→ Problem statement
List all lines of the data that include the string "surface".

[Source records]
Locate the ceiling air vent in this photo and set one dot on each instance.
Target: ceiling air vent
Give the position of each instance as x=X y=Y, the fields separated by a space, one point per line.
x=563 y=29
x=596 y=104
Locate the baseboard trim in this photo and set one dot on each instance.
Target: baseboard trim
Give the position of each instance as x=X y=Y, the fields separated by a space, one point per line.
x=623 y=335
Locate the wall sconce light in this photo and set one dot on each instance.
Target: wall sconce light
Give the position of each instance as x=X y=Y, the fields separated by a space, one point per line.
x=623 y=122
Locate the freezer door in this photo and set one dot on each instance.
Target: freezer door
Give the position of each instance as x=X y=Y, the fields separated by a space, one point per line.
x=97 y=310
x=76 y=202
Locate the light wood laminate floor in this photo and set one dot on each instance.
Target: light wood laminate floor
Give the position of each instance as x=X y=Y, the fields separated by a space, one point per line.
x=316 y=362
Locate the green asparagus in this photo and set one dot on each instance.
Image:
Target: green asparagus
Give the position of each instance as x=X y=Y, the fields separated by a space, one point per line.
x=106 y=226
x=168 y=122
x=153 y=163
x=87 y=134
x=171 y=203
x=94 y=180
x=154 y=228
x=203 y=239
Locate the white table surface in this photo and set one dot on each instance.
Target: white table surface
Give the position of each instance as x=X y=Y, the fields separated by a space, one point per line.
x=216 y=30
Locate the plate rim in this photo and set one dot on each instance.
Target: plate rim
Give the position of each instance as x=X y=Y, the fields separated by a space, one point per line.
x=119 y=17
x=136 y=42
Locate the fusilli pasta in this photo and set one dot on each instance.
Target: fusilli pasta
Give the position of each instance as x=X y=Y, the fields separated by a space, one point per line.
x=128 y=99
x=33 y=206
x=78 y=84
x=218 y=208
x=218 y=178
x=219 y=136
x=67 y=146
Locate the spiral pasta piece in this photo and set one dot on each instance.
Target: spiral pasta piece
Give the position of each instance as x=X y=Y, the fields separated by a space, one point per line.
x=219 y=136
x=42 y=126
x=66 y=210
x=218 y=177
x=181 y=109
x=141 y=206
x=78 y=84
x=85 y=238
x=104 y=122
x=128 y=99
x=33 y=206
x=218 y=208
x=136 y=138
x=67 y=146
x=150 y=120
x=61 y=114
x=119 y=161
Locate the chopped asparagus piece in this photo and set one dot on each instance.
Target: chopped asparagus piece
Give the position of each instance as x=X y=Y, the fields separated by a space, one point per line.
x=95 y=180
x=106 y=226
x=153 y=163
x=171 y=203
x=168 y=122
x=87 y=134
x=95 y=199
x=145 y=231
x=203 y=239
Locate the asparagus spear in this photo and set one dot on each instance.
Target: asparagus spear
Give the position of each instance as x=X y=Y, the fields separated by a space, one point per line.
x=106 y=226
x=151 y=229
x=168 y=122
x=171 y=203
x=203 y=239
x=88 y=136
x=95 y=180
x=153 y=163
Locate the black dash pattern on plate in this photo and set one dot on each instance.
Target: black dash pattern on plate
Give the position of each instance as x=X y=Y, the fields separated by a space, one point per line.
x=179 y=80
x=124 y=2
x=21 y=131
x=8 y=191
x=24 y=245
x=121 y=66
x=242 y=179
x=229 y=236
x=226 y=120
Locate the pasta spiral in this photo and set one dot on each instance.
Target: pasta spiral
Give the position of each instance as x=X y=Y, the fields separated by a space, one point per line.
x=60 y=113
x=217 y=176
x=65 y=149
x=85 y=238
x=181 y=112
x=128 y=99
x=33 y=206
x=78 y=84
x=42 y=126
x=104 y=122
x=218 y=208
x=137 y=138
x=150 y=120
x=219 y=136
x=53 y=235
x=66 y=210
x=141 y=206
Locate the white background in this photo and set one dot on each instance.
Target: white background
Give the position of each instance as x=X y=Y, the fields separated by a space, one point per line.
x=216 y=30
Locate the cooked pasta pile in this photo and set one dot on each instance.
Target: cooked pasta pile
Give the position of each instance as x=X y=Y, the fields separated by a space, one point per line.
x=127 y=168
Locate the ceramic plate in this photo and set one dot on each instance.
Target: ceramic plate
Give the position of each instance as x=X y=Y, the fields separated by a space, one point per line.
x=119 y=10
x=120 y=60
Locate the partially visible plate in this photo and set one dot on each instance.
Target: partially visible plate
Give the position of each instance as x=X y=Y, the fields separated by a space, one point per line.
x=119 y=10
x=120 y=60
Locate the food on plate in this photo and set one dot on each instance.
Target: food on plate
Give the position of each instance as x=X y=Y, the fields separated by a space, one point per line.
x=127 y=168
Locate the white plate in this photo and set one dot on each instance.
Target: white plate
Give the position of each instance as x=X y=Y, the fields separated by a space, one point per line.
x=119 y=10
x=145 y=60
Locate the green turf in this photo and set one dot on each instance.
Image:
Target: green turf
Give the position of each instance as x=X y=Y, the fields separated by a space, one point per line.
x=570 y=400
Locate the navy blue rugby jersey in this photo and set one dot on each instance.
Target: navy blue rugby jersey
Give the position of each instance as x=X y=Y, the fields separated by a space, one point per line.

→ Solution to this exercise
Locate the white table surface in this photo and set one dot on each instance.
Target: white table surface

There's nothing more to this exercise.